## SELECTED PASSAGE
════════
Monthly accumulated products are not necessarily superior with respect to instantaneous estimates. On the contrary, a loss of any intermediate data can result in a very biased estimation. For example, while a couple of lost satellite scenes does not represent a problem in the high-rainfall areas of the intertropical convergence zone (ITCZ), these could be precisely the images that reveal the weekly rainfall in a given cell over a lower- rainfall area in the Mediterranean basin. Consequently validation data and satellite imagery used in the fusion algorithms must be as continuous as possible.

A statistically based approach is used to fuse the PMW and IR data so that the strengths of each individual dataset are maintained and their weaknesses are at least partially corrected for (cf. Marzano et al. 1999). The use of gauge data was intended for the validation at several temporal and spatial scales. However, caution must be used while comparing these data. The large spatial variability of the rainfall rates implies that areal estimations from point measurements are difficult to estimate. Interpolation procedures always contain an unrealistic smoothing effect, even if the least possible bias is involved. Moreover, the relationship between rainfall rate and rainfall duration makes it difficult to covert the satellite instantaneous snapshots into accumulated 30- min rainfall. Intensity–duration–frequency (IDF) curves provide only a certain degree of accuracy and should be applied to large time and spatial scales. Therefore the bias associated with the 0–30-min transformation must be considered when the quality of validation results is assessed.

Satellite data sources

Passive microwave data

Based on the Electronically Scanning Microwave Radiometer (ESMR) aboard Nimbus-5 and -6, spacecraft that compose the Defense Meteorological Satellite Program (DMSP) carry aboard the enhanced SSM/I system. The first DMSP satellite (F8) with an SSM/I was launched in 1987. The latest DMSP spacecraft (F15) was launched in December 1999 and became operational in February 2000. The SSM/I sensor measures the earth's microwave emission and has a near-circular, sun- synchronous, near-polar orbit at an altitude of 860 km with an inclination of 98.8° and an orbital period of 102 min. This provides complete coverage of the earth, excluding two 2.4° circular sectors centered on the Poles. Spatial sampling resolution is 12.5 km pixel−1 at 85 GHz and 25 km pixel−1 at the lower frequencies. Calibration is done once each sensor scan (period 1.899 s) with a cold (3.1 K) and a warm (300 K) target. SSM/I data are obtained from the National Aeronautics and Space Administration's (NASA) Marshall Space Flight Center (MSFC).
════════
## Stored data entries
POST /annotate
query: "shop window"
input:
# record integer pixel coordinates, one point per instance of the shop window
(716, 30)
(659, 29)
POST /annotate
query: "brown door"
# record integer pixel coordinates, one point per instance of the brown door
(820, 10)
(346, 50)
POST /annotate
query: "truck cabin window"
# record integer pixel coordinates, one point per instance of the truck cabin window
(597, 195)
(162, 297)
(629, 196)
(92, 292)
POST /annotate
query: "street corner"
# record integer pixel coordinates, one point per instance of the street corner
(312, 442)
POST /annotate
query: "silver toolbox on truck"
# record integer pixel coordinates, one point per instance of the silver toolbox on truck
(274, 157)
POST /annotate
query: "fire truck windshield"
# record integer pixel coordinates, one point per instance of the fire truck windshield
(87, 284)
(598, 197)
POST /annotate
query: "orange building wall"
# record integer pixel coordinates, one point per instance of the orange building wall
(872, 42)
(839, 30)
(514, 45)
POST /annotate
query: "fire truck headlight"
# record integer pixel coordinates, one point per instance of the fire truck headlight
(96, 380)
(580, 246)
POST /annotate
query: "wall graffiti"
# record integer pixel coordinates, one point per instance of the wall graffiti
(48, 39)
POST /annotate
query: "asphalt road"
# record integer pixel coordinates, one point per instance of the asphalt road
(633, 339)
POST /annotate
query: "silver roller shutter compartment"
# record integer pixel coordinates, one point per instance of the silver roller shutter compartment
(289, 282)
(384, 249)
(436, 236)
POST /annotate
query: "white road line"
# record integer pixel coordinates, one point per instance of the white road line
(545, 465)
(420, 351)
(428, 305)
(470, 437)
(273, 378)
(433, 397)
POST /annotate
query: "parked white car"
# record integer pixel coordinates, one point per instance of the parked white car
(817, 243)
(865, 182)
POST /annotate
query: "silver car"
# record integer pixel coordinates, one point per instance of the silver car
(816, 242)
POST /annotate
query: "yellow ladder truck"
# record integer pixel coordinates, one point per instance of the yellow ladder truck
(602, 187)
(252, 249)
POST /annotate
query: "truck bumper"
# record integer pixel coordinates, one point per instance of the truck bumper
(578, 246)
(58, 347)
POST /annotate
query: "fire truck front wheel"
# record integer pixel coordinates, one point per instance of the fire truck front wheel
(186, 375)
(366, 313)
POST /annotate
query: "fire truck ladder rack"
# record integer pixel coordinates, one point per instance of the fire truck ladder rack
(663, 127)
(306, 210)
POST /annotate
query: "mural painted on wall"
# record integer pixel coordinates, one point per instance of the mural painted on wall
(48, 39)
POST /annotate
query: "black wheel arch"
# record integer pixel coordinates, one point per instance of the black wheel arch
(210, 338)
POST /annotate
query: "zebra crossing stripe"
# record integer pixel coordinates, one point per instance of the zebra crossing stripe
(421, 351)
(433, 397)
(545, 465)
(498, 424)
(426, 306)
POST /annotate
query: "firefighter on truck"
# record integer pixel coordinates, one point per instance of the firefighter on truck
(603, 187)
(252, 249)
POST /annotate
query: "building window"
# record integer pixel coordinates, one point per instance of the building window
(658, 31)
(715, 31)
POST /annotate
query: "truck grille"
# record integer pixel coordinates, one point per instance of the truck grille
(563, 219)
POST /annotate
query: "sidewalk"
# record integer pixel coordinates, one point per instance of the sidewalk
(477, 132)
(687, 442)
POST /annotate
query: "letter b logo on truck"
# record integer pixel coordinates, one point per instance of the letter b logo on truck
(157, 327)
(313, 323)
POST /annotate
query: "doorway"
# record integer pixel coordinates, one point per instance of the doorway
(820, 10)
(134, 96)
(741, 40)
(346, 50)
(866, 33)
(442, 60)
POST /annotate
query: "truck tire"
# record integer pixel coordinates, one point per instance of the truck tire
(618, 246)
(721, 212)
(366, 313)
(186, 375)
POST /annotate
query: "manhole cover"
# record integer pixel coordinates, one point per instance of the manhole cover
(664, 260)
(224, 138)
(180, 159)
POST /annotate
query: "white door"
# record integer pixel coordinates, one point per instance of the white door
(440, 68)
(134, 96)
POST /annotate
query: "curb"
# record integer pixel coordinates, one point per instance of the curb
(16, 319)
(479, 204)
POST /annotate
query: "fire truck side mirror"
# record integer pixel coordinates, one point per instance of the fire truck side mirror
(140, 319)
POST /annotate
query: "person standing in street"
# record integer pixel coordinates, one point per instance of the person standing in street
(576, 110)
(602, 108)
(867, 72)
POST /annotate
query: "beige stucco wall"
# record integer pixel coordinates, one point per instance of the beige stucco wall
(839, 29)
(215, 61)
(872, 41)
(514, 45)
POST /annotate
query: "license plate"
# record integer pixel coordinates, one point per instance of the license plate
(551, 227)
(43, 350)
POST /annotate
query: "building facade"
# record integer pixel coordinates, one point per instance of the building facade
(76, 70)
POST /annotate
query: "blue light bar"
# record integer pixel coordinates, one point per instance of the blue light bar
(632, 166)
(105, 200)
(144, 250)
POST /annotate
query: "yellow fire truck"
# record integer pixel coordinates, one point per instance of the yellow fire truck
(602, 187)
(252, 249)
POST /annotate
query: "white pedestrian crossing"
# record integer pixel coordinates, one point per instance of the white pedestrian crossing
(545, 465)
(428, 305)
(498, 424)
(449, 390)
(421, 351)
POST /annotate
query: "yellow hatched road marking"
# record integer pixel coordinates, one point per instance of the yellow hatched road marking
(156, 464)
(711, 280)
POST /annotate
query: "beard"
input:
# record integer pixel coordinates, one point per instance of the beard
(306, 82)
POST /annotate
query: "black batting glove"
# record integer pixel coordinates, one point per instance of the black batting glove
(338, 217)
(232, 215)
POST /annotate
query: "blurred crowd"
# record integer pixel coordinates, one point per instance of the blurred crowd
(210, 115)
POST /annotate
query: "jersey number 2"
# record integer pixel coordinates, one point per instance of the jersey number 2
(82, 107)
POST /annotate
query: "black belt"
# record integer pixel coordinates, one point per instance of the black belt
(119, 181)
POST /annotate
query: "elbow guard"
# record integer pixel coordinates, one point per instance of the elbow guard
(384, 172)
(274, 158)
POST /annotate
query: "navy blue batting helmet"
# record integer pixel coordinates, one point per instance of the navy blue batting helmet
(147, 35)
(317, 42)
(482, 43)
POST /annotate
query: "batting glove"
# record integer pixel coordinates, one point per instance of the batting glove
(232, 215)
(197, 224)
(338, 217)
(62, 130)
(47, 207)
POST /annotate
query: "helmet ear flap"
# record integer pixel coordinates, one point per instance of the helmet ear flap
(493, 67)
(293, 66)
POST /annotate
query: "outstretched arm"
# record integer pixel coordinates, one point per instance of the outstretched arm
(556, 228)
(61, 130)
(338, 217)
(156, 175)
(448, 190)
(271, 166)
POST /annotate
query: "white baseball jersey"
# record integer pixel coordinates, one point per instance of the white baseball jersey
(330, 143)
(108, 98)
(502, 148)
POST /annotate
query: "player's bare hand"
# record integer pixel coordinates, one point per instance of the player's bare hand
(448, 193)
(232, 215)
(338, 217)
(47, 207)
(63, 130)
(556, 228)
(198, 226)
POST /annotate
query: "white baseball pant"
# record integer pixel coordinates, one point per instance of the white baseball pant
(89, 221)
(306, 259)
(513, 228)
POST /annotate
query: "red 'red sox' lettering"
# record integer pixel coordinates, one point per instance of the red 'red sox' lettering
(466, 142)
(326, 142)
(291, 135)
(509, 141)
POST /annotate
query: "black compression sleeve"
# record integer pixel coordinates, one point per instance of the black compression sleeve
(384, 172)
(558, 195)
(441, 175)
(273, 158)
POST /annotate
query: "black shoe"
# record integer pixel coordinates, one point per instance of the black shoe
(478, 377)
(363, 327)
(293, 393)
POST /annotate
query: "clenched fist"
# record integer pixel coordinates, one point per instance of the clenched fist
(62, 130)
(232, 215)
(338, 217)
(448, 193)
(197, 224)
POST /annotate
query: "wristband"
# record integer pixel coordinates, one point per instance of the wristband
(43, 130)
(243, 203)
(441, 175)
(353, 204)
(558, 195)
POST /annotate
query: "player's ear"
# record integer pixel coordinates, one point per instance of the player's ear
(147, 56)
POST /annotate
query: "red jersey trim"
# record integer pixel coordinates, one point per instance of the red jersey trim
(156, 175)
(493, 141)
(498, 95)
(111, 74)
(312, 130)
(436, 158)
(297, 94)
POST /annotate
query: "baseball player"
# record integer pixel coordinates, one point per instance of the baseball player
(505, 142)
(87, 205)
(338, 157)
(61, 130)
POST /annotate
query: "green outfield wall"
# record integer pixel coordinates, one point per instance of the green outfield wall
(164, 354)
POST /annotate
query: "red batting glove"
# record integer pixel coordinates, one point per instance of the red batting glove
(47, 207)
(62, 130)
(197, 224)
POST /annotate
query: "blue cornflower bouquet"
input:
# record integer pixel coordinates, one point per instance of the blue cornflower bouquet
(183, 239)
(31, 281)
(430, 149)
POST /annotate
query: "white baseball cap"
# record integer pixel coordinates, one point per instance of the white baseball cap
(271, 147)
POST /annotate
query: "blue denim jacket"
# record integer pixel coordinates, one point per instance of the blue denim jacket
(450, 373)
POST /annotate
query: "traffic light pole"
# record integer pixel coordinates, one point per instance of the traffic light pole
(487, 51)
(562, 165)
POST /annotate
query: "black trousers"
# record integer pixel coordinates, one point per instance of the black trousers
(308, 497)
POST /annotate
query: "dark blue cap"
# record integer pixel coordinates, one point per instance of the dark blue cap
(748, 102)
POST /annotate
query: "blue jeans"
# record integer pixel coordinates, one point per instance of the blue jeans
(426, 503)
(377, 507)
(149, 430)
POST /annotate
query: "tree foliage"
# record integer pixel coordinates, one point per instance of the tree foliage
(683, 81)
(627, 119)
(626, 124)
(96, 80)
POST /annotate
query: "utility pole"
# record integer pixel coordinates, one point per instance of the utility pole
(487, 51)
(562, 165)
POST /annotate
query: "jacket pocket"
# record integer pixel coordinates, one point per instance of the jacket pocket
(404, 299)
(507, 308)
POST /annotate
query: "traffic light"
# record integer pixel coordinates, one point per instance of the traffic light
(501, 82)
════════
## DIRECTIVES
1. According to the satellite rainfall passage, at what altitude does the SSM/I sensor orbit?
2. In the satellite rainfall passage, change "Mediterranean basin" to "Sahel region" and write out the part between "Monthly accumulated products" and "continuous as possible.", inclusive.
3. Turn the paragraph of the satellite rainfall passage that begins "Based on the Electronically Scanning Microwave Radiometer" into a bulleted list that keeps its main facts.
These records have no connection to the satellite rainfall passage.

## RESULTS BY TASK
1. 860 km

2.
Monthly accumulated products are not necessarily superior with respect to instantaneous estimates. On the contrary, a loss of any intermediate data can result in a very biased estimation. For example, while a couple of lost satellite scenes does not represent a problem in the high-rainfall areas of the intertropical convergence zone (ITCZ), these could be precisely the images that reveal the weekly rainfall in a given cell over a lower- rainfall area in the Sahel region. Consequently validation data and satellite imagery used in the fusion algorithms must be as continuous as possible.

3.
- DMSP spacecraft carry the enhanced SSM/I system, which is based on the Electronically Scanning Microwave Radiometer (ESMR) aboard Nimbus-5 and -6.
- The first DMSP satellite with an SSM/I (F8) was launched in 1987.
- The latest (F15) was launched in December 1999 and became operational in February 2000.
- The SSM/I measures the earth's microwave emission.
- Its orbit is near-circular, sun-synchronous and near-polar, at 860 km altitude, with a 98.8° inclination and a 102-min period.
- It covers the whole earth except two 2.4° circular sectors centered on the Poles.
- Spatial sampling resolution is 12.5 km per pixel at 85 GHz and 25 km per pixel at lower frequencies.
- Calibration occurs once each scan (period 1.899 s) with a cold (3.1 K) and a warm (300 K) target.
- SSM/I data come from NASA's Marshall Space Flight Center (MSFC).